**Task to carry out**
Could you return every line of the records below unchanged, omitting the pictures?

**Records**
◆ ◆ ◆
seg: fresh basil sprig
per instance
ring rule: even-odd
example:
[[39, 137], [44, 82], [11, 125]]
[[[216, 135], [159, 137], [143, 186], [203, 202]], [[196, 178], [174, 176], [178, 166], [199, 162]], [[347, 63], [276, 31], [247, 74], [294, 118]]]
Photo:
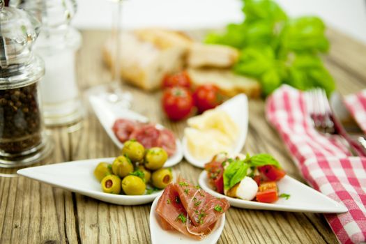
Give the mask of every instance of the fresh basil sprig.
[[244, 21], [209, 33], [206, 43], [238, 49], [234, 71], [257, 79], [265, 96], [282, 84], [300, 90], [320, 86], [330, 94], [335, 84], [319, 55], [329, 49], [323, 21], [290, 17], [272, 0], [242, 1]]
[[264, 165], [274, 165], [280, 168], [280, 163], [269, 154], [257, 154], [252, 157], [247, 154], [244, 160], [229, 159], [226, 161], [229, 165], [224, 170], [224, 188], [229, 190], [238, 183], [248, 175], [248, 169]]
◆ ◆ ◆
**Exercise result**
seg: fresh basil sprig
per instance
ring rule: even-odd
example:
[[39, 137], [44, 82], [11, 125]]
[[[216, 135], [159, 137], [143, 186], [203, 202]], [[196, 178], [174, 176], [178, 166], [199, 162]], [[347, 63], [276, 31], [247, 74], [294, 118]]]
Photo:
Give the mask of every instance of the fresh basil sprig.
[[244, 21], [209, 33], [206, 43], [238, 49], [234, 71], [257, 79], [265, 96], [282, 84], [300, 90], [320, 86], [330, 94], [335, 84], [319, 55], [329, 49], [323, 21], [290, 17], [272, 0], [242, 1]]
[[264, 165], [274, 165], [280, 168], [280, 163], [269, 154], [257, 154], [252, 157], [247, 154], [244, 160], [229, 159], [226, 161], [229, 165], [224, 170], [224, 188], [229, 190], [238, 183], [248, 175], [248, 169]]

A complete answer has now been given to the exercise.